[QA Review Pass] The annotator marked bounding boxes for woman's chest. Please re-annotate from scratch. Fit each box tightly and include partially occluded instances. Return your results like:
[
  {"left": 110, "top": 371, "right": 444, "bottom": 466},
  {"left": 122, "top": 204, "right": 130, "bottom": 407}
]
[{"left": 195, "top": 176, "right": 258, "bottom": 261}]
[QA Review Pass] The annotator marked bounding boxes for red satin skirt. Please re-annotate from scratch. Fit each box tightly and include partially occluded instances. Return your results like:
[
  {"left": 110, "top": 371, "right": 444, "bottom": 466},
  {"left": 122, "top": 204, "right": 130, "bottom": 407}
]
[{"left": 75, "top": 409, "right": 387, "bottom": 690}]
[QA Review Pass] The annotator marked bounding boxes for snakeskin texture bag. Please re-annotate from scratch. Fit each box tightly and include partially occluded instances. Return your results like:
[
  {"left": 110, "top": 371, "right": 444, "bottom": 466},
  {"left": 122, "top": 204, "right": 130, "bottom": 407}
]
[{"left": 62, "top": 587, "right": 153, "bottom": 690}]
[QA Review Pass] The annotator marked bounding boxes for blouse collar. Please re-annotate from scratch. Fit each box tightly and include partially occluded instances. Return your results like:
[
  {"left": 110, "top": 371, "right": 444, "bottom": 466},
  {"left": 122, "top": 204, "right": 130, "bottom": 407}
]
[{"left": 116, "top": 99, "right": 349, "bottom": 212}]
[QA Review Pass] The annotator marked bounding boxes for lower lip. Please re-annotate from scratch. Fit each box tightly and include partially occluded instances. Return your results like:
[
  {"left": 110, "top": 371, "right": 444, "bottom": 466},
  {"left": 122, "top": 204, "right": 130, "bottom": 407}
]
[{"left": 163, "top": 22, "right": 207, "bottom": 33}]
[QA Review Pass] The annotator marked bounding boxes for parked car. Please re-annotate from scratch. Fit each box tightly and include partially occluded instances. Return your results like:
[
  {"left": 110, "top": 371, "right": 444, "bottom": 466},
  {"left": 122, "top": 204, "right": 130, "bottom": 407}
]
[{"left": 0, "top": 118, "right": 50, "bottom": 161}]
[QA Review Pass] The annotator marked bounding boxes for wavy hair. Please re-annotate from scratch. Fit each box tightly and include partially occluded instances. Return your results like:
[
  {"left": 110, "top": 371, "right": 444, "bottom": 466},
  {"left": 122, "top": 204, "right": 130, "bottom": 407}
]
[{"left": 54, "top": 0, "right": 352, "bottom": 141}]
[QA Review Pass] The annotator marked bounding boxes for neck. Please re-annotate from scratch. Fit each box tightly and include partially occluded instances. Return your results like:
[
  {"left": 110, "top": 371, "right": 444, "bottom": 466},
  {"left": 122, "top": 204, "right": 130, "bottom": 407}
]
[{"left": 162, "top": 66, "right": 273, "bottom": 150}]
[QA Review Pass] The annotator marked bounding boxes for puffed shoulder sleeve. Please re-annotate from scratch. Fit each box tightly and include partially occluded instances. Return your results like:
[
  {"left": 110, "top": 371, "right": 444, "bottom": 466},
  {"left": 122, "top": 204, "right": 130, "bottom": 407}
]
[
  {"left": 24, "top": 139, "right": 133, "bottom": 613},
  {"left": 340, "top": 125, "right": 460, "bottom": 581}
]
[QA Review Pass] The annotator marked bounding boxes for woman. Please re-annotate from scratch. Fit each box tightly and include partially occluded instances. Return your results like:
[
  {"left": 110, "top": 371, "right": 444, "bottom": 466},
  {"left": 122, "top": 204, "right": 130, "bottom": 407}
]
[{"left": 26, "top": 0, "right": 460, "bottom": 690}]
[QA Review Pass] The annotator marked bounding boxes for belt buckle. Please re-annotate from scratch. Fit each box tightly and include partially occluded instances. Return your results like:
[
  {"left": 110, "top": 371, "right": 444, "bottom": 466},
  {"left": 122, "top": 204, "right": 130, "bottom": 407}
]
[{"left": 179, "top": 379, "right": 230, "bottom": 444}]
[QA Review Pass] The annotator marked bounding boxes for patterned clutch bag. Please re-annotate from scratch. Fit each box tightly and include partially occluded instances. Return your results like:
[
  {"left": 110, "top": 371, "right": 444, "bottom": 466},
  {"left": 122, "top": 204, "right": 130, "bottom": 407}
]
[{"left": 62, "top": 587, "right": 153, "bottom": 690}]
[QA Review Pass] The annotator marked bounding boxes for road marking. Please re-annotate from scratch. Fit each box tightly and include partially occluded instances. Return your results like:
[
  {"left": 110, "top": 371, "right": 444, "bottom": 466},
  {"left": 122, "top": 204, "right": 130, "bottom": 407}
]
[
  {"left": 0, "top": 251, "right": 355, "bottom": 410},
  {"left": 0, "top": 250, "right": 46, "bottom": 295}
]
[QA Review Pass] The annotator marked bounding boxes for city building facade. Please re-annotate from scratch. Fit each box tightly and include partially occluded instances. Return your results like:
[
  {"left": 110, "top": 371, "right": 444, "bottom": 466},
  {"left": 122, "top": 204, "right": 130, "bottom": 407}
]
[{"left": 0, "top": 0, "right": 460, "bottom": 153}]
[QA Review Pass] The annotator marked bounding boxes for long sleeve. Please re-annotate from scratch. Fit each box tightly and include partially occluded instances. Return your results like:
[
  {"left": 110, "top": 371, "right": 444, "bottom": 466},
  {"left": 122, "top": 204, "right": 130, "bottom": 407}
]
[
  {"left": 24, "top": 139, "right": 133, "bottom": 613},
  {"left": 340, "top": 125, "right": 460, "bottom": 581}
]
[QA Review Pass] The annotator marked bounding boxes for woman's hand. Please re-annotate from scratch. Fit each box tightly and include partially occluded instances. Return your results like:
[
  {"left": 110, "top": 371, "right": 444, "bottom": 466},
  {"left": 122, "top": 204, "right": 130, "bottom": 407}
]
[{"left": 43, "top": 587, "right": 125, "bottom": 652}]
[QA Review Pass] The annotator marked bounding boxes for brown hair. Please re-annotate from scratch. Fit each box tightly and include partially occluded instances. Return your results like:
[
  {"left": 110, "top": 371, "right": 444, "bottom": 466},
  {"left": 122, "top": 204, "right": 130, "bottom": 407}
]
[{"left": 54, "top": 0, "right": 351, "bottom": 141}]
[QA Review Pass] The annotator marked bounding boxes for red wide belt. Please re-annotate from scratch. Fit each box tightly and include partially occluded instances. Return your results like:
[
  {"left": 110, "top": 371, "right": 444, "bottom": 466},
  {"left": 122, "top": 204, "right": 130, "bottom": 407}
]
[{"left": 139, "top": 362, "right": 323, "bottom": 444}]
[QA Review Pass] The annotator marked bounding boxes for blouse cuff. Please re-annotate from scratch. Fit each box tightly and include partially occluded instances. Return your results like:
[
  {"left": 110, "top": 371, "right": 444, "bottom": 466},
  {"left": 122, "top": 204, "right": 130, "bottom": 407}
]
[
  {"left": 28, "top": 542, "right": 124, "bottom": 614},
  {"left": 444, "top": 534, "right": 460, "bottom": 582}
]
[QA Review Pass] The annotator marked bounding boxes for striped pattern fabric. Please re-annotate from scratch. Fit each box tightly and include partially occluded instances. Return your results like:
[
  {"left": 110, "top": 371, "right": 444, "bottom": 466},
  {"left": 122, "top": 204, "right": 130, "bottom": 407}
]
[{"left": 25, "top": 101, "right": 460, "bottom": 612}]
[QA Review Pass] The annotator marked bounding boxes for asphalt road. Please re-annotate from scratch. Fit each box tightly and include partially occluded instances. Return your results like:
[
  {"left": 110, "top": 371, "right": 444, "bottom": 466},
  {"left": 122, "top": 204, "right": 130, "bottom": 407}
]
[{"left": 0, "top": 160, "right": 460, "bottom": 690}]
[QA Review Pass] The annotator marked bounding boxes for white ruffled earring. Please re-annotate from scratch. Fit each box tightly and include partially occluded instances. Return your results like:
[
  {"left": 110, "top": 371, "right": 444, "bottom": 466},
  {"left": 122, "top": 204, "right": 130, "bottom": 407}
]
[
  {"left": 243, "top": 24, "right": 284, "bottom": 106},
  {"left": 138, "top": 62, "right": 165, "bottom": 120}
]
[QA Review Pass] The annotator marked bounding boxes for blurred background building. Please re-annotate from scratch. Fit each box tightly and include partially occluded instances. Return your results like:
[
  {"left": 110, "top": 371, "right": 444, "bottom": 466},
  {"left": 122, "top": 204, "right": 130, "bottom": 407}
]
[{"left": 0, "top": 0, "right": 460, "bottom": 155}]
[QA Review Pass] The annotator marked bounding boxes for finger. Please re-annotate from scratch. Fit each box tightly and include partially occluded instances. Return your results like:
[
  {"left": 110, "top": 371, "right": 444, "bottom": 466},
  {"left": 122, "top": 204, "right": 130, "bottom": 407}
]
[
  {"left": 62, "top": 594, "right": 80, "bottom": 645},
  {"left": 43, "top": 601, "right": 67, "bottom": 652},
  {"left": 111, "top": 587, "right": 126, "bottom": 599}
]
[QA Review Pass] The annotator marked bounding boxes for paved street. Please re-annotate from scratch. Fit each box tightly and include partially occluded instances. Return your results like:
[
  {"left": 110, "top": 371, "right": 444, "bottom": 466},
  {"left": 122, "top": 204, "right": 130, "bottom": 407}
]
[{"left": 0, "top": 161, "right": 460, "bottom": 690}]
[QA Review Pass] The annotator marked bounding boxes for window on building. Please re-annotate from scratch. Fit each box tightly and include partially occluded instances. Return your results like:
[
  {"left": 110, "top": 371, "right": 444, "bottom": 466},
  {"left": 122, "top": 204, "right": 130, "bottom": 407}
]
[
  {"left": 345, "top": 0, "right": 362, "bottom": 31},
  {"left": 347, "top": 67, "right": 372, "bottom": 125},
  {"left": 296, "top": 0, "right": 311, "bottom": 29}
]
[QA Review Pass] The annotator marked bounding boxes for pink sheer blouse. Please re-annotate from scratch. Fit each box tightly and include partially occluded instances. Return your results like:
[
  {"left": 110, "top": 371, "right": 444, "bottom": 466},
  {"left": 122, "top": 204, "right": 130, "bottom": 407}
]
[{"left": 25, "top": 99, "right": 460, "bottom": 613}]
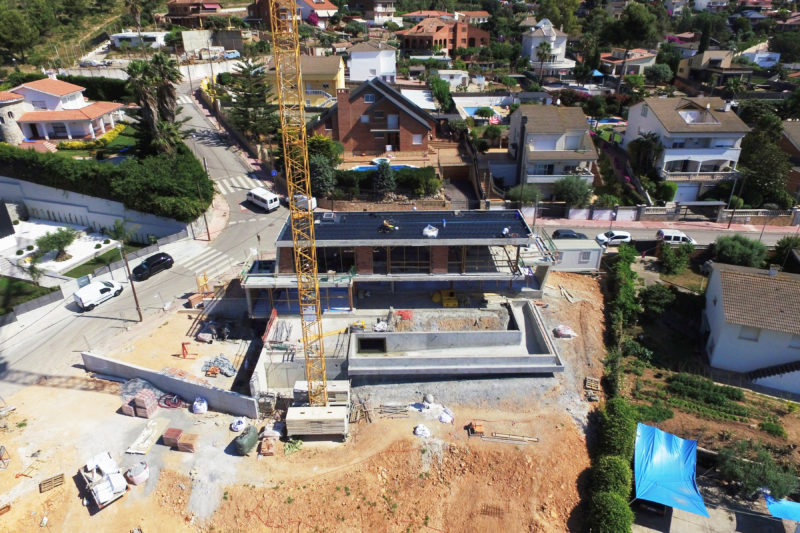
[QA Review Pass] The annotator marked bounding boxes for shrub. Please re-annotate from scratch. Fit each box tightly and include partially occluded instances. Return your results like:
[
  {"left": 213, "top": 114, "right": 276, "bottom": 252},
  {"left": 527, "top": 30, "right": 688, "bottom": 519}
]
[
  {"left": 592, "top": 455, "right": 633, "bottom": 499},
  {"left": 590, "top": 492, "right": 633, "bottom": 533},
  {"left": 758, "top": 421, "right": 788, "bottom": 439},
  {"left": 714, "top": 233, "right": 767, "bottom": 268},
  {"left": 600, "top": 396, "right": 636, "bottom": 461},
  {"left": 639, "top": 284, "right": 675, "bottom": 319}
]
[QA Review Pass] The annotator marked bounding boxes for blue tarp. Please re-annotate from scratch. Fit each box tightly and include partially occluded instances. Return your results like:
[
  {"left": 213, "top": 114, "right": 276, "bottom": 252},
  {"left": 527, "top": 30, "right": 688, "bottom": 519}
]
[
  {"left": 634, "top": 424, "right": 708, "bottom": 516},
  {"left": 764, "top": 494, "right": 800, "bottom": 522}
]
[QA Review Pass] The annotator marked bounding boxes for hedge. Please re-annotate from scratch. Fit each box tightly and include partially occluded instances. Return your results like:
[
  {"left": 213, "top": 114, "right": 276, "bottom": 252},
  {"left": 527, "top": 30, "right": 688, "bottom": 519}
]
[
  {"left": 0, "top": 143, "right": 214, "bottom": 222},
  {"left": 591, "top": 492, "right": 633, "bottom": 533},
  {"left": 592, "top": 455, "right": 633, "bottom": 500}
]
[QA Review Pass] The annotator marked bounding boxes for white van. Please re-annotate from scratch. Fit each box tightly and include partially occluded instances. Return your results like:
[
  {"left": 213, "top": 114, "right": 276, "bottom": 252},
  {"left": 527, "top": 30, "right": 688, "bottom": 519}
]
[
  {"left": 72, "top": 281, "right": 122, "bottom": 311},
  {"left": 656, "top": 229, "right": 697, "bottom": 244},
  {"left": 247, "top": 187, "right": 281, "bottom": 211}
]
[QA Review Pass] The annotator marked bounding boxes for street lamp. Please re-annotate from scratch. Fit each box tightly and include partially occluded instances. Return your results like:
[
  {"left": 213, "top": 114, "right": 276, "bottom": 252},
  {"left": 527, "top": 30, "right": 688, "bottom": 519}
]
[{"left": 117, "top": 243, "right": 142, "bottom": 322}]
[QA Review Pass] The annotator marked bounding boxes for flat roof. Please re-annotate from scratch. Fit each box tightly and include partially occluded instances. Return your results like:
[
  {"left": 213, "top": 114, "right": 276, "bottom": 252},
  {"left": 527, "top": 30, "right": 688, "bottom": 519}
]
[{"left": 277, "top": 210, "right": 531, "bottom": 247}]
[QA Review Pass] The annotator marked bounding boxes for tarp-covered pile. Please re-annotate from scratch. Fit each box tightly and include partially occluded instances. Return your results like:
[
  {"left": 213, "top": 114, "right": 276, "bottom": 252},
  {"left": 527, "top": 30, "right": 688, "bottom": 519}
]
[{"left": 634, "top": 424, "right": 708, "bottom": 516}]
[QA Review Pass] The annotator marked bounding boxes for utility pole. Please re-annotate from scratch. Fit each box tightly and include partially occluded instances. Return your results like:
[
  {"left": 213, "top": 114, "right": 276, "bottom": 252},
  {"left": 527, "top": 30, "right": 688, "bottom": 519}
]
[{"left": 117, "top": 244, "right": 143, "bottom": 322}]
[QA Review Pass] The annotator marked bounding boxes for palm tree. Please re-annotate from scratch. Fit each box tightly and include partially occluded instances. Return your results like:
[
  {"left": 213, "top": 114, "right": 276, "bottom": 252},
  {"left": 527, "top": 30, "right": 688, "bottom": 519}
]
[
  {"left": 536, "top": 41, "right": 553, "bottom": 83},
  {"left": 149, "top": 52, "right": 183, "bottom": 122},
  {"left": 125, "top": 59, "right": 158, "bottom": 136}
]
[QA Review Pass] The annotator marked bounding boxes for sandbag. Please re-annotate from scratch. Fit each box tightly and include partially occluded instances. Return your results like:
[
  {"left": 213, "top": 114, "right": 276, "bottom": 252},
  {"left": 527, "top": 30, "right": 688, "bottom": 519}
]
[{"left": 233, "top": 425, "right": 258, "bottom": 455}]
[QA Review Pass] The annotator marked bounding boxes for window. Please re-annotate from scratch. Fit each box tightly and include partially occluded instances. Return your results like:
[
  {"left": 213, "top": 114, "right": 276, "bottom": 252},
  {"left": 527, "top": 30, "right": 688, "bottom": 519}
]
[{"left": 739, "top": 326, "right": 761, "bottom": 341}]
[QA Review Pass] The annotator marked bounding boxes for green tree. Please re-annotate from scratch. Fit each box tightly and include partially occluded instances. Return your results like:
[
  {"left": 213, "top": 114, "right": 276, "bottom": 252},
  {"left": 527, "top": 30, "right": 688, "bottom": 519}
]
[
  {"left": 308, "top": 154, "right": 336, "bottom": 198},
  {"left": 0, "top": 8, "right": 39, "bottom": 62},
  {"left": 639, "top": 284, "right": 675, "bottom": 319},
  {"left": 536, "top": 41, "right": 553, "bottom": 83},
  {"left": 506, "top": 183, "right": 542, "bottom": 205},
  {"left": 553, "top": 176, "right": 592, "bottom": 207},
  {"left": 36, "top": 227, "right": 78, "bottom": 261},
  {"left": 644, "top": 63, "right": 673, "bottom": 85},
  {"left": 372, "top": 161, "right": 397, "bottom": 196},
  {"left": 428, "top": 76, "right": 453, "bottom": 112},
  {"left": 714, "top": 233, "right": 767, "bottom": 268},
  {"left": 592, "top": 455, "right": 633, "bottom": 498},
  {"left": 228, "top": 58, "right": 277, "bottom": 142},
  {"left": 605, "top": 2, "right": 657, "bottom": 92}
]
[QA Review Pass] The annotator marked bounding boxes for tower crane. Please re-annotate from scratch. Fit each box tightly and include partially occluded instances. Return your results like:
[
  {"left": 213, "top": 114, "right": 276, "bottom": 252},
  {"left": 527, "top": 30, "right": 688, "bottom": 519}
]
[{"left": 269, "top": 0, "right": 328, "bottom": 406}]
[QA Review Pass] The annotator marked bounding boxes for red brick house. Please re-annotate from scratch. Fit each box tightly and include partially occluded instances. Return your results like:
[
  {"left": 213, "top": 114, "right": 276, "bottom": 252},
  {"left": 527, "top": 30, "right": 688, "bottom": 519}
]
[
  {"left": 397, "top": 18, "right": 489, "bottom": 53},
  {"left": 308, "top": 78, "right": 436, "bottom": 155}
]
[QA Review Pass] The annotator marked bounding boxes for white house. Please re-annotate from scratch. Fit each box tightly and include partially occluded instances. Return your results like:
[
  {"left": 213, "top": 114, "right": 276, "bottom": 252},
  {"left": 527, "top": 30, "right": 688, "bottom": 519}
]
[
  {"left": 110, "top": 31, "right": 167, "bottom": 48},
  {"left": 506, "top": 104, "right": 597, "bottom": 197},
  {"left": 522, "top": 19, "right": 575, "bottom": 76},
  {"left": 623, "top": 97, "right": 750, "bottom": 202},
  {"left": 2, "top": 78, "right": 123, "bottom": 144},
  {"left": 347, "top": 41, "right": 397, "bottom": 83},
  {"left": 703, "top": 263, "right": 800, "bottom": 393},
  {"left": 431, "top": 69, "right": 469, "bottom": 89}
]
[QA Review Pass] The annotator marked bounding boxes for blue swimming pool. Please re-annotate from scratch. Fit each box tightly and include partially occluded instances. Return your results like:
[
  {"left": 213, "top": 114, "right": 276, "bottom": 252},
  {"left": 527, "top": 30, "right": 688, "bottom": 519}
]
[{"left": 350, "top": 165, "right": 419, "bottom": 172}]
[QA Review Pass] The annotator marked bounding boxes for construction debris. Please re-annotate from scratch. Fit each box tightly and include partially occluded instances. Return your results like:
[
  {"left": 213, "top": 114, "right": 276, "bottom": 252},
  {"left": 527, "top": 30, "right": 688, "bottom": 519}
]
[{"left": 202, "top": 354, "right": 236, "bottom": 378}]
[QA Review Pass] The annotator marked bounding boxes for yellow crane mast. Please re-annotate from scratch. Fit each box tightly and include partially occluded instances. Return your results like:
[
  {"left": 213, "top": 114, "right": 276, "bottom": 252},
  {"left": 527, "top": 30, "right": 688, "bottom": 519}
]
[{"left": 270, "top": 0, "right": 328, "bottom": 406}]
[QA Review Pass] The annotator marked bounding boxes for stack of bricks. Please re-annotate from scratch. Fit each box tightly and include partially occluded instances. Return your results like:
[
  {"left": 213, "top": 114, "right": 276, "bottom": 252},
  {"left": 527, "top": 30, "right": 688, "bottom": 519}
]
[
  {"left": 178, "top": 433, "right": 198, "bottom": 453},
  {"left": 133, "top": 389, "right": 158, "bottom": 418}
]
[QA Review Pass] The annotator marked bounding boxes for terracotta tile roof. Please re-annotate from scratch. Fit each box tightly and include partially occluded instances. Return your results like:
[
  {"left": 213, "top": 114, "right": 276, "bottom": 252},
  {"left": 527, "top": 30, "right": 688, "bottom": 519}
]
[
  {"left": 0, "top": 91, "right": 25, "bottom": 102},
  {"left": 20, "top": 78, "right": 84, "bottom": 96},
  {"left": 714, "top": 263, "right": 800, "bottom": 335},
  {"left": 631, "top": 97, "right": 750, "bottom": 133},
  {"left": 18, "top": 102, "right": 124, "bottom": 122}
]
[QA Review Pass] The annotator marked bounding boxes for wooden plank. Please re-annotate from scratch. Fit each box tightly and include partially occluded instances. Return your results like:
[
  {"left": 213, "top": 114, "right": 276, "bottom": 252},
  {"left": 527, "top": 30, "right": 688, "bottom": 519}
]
[{"left": 39, "top": 474, "right": 64, "bottom": 493}]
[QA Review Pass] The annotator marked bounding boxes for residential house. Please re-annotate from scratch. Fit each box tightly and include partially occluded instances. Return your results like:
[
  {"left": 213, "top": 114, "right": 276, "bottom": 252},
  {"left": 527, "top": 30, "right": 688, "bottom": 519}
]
[
  {"left": 166, "top": 0, "right": 222, "bottom": 28},
  {"left": 694, "top": 0, "right": 730, "bottom": 13},
  {"left": 522, "top": 19, "right": 575, "bottom": 76},
  {"left": 454, "top": 11, "right": 491, "bottom": 26},
  {"left": 623, "top": 97, "right": 750, "bottom": 202},
  {"left": 309, "top": 78, "right": 436, "bottom": 155},
  {"left": 676, "top": 50, "right": 753, "bottom": 87},
  {"left": 348, "top": 41, "right": 397, "bottom": 83},
  {"left": 600, "top": 48, "right": 656, "bottom": 76},
  {"left": 505, "top": 104, "right": 597, "bottom": 197},
  {"left": 702, "top": 263, "right": 800, "bottom": 394},
  {"left": 397, "top": 18, "right": 490, "bottom": 53},
  {"left": 431, "top": 69, "right": 469, "bottom": 90},
  {"left": 778, "top": 120, "right": 800, "bottom": 198},
  {"left": 0, "top": 78, "right": 124, "bottom": 145}
]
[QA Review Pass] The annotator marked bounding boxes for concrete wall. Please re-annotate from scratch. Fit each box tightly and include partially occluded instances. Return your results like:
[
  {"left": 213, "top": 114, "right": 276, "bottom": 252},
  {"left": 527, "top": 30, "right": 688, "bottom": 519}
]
[
  {"left": 0, "top": 176, "right": 186, "bottom": 243},
  {"left": 81, "top": 352, "right": 258, "bottom": 419},
  {"left": 350, "top": 331, "right": 522, "bottom": 355}
]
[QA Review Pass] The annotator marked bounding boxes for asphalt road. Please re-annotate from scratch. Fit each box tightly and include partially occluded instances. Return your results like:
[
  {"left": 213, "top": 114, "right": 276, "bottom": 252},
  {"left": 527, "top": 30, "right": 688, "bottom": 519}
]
[{"left": 0, "top": 84, "right": 287, "bottom": 397}]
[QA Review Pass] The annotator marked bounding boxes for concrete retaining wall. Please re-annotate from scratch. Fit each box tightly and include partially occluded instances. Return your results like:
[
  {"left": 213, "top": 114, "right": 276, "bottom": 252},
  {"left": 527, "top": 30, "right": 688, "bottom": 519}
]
[
  {"left": 81, "top": 352, "right": 258, "bottom": 419},
  {"left": 350, "top": 331, "right": 522, "bottom": 355},
  {"left": 0, "top": 176, "right": 186, "bottom": 243}
]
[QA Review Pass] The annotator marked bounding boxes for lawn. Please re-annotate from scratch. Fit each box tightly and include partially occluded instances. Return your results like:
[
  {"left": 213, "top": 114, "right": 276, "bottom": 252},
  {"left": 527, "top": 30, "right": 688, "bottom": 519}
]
[
  {"left": 659, "top": 265, "right": 708, "bottom": 292},
  {"left": 0, "top": 276, "right": 55, "bottom": 315},
  {"left": 64, "top": 244, "right": 142, "bottom": 278}
]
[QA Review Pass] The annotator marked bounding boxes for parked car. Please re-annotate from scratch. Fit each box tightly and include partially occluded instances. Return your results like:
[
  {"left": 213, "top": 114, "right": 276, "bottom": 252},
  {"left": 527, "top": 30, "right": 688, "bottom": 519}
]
[
  {"left": 72, "top": 281, "right": 122, "bottom": 311},
  {"left": 552, "top": 229, "right": 589, "bottom": 239},
  {"left": 133, "top": 252, "right": 174, "bottom": 281},
  {"left": 656, "top": 229, "right": 697, "bottom": 244},
  {"left": 595, "top": 230, "right": 631, "bottom": 246}
]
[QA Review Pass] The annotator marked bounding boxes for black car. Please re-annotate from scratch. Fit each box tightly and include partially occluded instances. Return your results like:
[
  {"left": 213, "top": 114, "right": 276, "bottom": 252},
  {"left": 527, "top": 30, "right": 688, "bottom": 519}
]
[
  {"left": 553, "top": 229, "right": 588, "bottom": 239},
  {"left": 133, "top": 252, "right": 174, "bottom": 281}
]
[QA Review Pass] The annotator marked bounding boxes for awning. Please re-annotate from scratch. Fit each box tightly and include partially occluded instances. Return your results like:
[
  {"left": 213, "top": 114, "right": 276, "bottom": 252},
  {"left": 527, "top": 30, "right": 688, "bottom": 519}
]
[
  {"left": 634, "top": 424, "right": 708, "bottom": 516},
  {"left": 764, "top": 494, "right": 800, "bottom": 522}
]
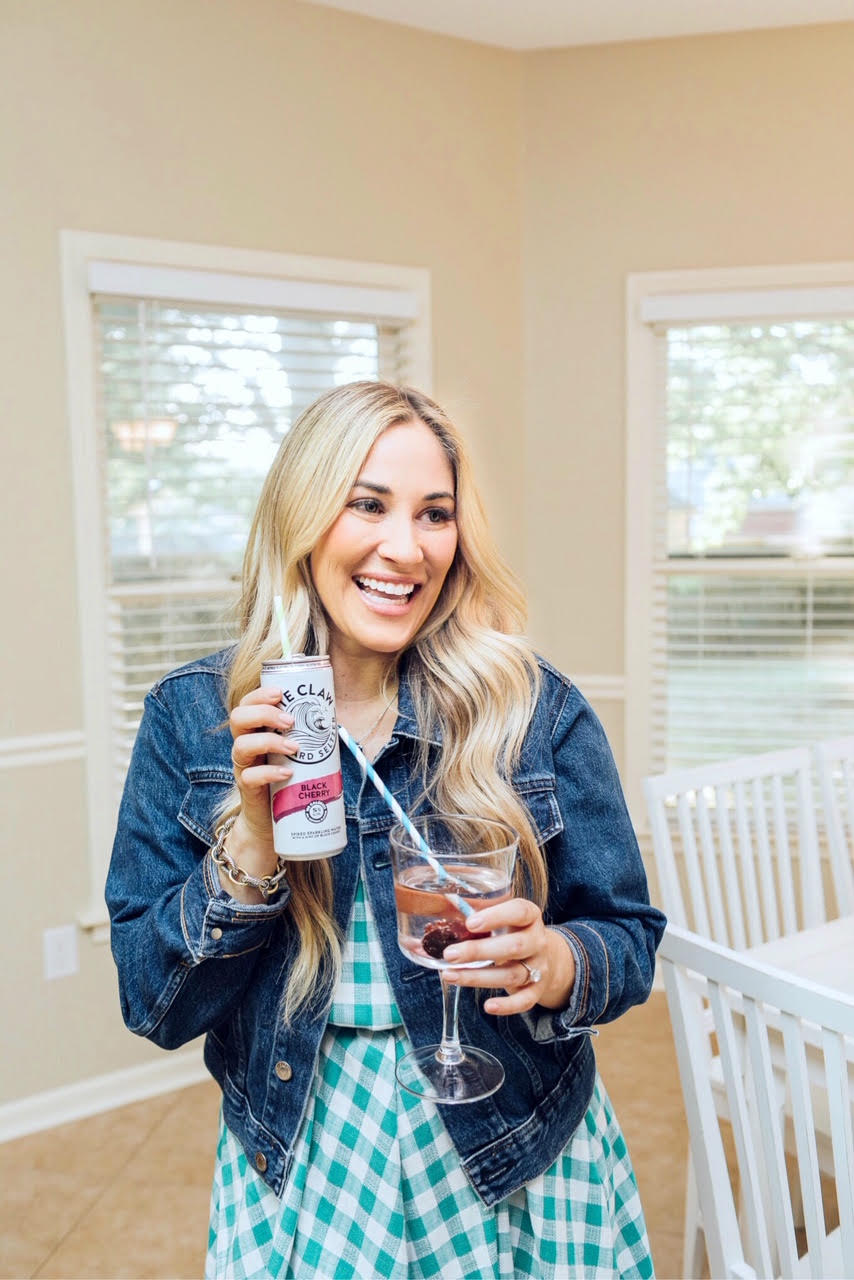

━━━━━━━━━━━━━━━━━━━━━━━━━━━━━━

## Requirements
Please count the lines in the data above that contain the string "roof", and reply with that number only.

## Solution
2